### Stated task 1
Answer these questions from the iwagumi thread:
(a) According to JadeIceGreen, what fills a corner of the tank?
(b) How long has samclowsley had the white cloud?
(c) What keeps digging up the hc?
### Stated task 2
Copy the iwagumi thread word for word, starting at "thanks guys i" and ending at "what I can see.".

### Document segment
# sanzon iwagumi



## JadeIceGreen (May 20, 2009)

I love your last shot.
I feel that your last shot should be how the front of your tank looks like.
The main rock really stands out and the way your substrate slopes with a corner filled with white sand works well.


----------



## Strick (Apr 6, 2009)

Very nice. Are those white clouds in with the neons?


----------



## samclowsley (Jun 16, 2009)

thanks guys i quite like the side view to. i mainly see it from the front right corner so i see a bit of both 

and it is a white cloud yes hes just a lonely one but i have had it for about 3-4 years now


----------



## Francis Xavier (Oct 8, 2008)

Is that Shou stone? it looks like it from what I can see. 

Be careful with the two support stones - they look like they'll get overshadowed by plants pretty quick. Nothing some good trimming regimes won't keep at bay though.


----------



## kcirtappatrick (Mar 16, 2009)

nice layout! i agree with JadeIceGreen. i love the last shot you took!


----------



## samclowsley (Jun 16, 2009)

the stone is call dragon stome round here but it has many different names.

ill keep the hc as low as possible but the shrimp keep digging it up :icon_conf


----------



## FrostyNYC (Nov 5, 2007)

Whats growing on the rocks?


----------



## samclowsley (Jun 16, 2009)

thats a little bit of tiawan moss from the last scape thats also why the main stone looks a bit older


----------

### Record excerpts
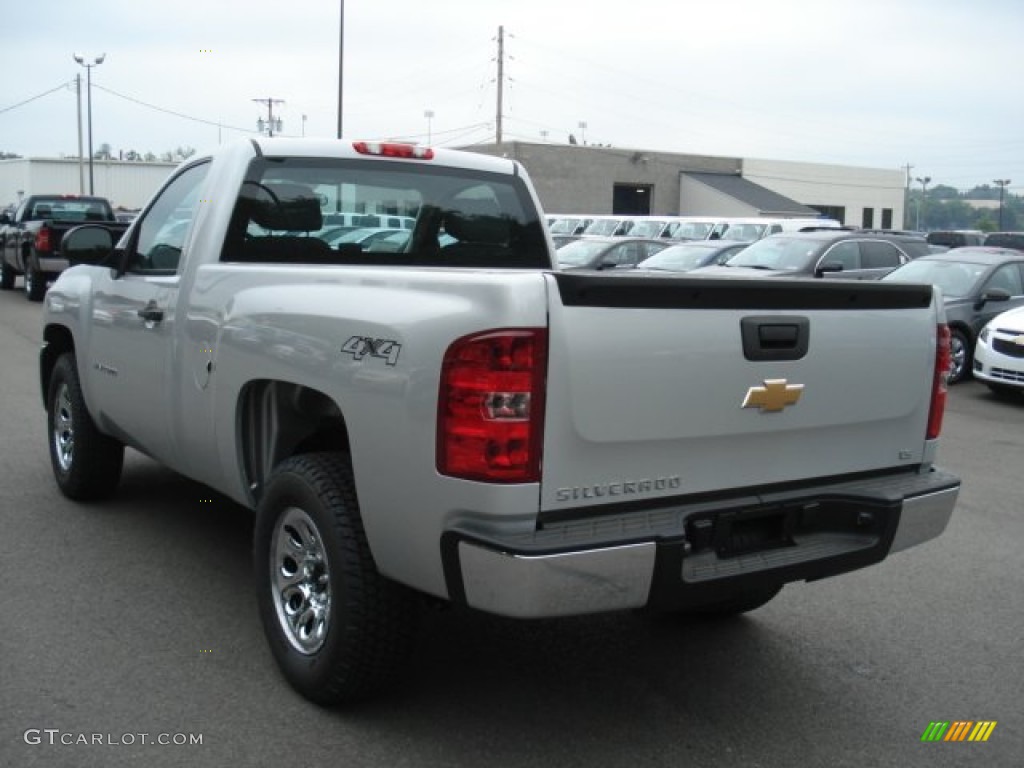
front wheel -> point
(339, 630)
(960, 349)
(7, 274)
(86, 463)
(35, 282)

### Complete answer 1
(a) White sand.
(b) About 3-4 years.
(c) The shrimp.

### Complete answer 2
thanks guys i quite like the side view to. i mainly see it from the front right corner so i see a bit of both 

and it is a white cloud yes hes just a lonely one but i have had it for about 3-4 years now


----------



## Francis Xavier (Oct 8, 2008)

Is that Shou stone? it looks like it from what I can see.